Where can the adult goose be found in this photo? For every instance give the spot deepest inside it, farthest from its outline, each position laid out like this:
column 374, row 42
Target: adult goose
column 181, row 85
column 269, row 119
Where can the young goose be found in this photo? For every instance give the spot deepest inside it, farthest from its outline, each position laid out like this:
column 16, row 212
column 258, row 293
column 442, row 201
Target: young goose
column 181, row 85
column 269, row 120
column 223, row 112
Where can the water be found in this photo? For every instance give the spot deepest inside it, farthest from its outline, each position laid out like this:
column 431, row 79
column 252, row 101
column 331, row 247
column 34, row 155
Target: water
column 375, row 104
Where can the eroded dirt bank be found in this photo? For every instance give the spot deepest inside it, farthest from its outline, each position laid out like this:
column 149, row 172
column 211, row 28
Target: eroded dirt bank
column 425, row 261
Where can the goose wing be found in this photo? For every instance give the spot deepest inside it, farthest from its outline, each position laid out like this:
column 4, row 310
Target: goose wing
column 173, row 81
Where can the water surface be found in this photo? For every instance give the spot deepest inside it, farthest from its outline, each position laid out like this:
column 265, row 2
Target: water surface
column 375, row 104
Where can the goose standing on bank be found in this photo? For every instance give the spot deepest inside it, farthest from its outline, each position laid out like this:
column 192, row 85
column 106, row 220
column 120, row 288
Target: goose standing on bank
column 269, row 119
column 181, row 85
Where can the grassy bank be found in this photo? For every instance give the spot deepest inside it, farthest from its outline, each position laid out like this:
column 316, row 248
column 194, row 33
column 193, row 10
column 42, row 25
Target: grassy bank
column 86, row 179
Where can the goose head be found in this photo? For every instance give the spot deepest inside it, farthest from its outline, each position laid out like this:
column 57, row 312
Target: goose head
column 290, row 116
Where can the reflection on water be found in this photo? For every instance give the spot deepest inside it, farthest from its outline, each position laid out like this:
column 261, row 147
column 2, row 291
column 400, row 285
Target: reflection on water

#####

EXERCISE DESCRIPTION:
Scan the entries for lines with the string "reflection". Report only how many there are.

OUTPUT OF THE TASK:
2